● **Set task**:
Count the lines in the entries below that contain the word "sculpture". Give only the number.

** Start of Exercise materials **

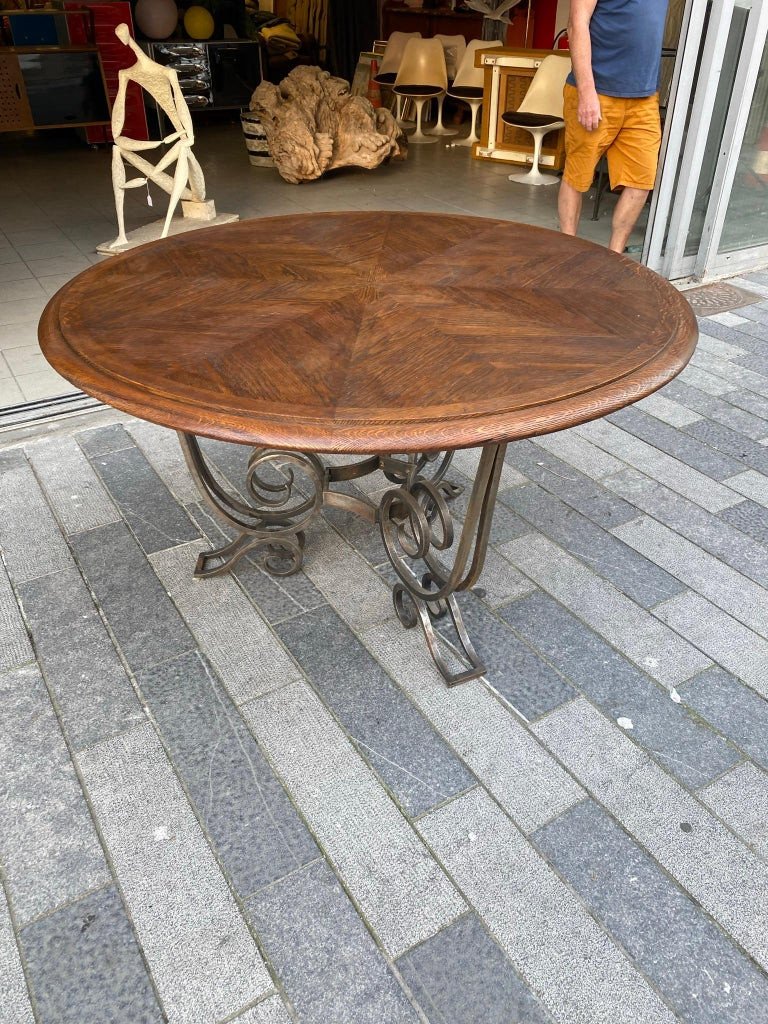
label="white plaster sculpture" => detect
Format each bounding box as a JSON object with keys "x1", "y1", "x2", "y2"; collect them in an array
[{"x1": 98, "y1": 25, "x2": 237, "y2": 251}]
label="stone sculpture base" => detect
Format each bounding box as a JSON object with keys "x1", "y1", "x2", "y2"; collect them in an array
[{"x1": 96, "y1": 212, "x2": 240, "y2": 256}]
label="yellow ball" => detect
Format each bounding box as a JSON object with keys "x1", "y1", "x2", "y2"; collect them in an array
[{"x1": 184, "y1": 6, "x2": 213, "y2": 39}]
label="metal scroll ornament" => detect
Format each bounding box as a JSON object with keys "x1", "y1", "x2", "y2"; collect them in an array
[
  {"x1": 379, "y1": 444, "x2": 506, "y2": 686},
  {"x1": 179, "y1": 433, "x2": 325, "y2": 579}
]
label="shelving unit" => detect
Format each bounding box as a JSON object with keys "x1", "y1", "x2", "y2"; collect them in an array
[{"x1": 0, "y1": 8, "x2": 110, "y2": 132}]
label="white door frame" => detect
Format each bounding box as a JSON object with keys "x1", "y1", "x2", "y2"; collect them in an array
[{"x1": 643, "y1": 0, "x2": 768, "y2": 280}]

** End of Exercise materials **
** Start of Exercise materials **

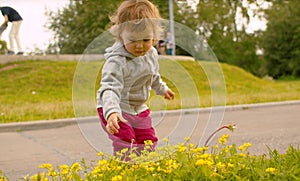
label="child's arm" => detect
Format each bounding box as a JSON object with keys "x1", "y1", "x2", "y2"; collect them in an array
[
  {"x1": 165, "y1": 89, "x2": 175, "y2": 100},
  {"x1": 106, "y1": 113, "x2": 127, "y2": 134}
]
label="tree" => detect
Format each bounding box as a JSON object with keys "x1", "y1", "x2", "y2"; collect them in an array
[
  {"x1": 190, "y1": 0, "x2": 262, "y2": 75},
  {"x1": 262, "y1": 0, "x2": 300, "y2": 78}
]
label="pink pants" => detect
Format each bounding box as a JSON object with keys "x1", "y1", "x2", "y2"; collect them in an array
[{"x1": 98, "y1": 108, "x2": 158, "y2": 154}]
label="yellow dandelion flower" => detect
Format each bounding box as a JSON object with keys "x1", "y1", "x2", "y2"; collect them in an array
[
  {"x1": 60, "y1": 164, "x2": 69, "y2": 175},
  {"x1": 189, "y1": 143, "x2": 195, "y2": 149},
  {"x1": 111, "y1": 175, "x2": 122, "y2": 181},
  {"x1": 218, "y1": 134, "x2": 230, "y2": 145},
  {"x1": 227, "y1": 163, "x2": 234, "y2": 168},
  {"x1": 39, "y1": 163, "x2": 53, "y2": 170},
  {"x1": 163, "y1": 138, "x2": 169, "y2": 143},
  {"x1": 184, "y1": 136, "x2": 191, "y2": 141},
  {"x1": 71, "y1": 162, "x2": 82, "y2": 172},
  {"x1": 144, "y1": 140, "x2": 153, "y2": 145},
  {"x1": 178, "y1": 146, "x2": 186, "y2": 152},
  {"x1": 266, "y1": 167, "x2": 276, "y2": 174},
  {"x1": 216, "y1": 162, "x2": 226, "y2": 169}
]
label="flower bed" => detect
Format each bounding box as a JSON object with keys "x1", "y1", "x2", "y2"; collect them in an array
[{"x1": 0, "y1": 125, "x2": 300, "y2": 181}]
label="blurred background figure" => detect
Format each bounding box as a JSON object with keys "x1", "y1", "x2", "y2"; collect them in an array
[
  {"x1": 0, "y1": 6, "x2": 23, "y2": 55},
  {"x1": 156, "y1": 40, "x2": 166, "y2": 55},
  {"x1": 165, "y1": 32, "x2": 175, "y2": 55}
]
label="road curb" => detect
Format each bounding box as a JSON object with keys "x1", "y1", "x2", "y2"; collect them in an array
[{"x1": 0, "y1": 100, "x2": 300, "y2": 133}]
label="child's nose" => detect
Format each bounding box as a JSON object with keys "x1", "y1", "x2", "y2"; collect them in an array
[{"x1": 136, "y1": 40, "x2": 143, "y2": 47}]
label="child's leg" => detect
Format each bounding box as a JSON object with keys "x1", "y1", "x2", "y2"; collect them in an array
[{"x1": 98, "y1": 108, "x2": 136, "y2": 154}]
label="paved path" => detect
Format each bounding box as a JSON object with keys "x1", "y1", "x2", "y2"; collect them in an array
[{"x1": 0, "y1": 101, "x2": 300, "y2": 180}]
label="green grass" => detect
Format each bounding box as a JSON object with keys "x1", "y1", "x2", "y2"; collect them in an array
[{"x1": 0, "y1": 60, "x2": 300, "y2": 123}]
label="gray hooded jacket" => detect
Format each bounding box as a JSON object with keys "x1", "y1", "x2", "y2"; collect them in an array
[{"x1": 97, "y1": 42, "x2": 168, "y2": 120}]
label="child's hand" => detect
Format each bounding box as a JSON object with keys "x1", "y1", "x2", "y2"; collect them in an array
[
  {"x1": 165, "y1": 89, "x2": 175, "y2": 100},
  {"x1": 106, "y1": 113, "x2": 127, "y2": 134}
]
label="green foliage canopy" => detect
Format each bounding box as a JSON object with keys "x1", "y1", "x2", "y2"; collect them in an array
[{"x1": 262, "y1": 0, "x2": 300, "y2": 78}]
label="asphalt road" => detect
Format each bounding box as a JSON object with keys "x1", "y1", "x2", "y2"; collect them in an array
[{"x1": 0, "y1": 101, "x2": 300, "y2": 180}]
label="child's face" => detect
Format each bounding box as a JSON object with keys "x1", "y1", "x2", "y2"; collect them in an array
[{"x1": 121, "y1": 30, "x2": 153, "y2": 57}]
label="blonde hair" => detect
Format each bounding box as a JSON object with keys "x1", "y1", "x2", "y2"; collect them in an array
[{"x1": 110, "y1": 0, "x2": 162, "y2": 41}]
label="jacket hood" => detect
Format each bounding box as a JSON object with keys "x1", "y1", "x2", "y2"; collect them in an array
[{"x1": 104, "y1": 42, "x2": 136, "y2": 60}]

** End of Exercise materials **

● **Answer to the problem**:
2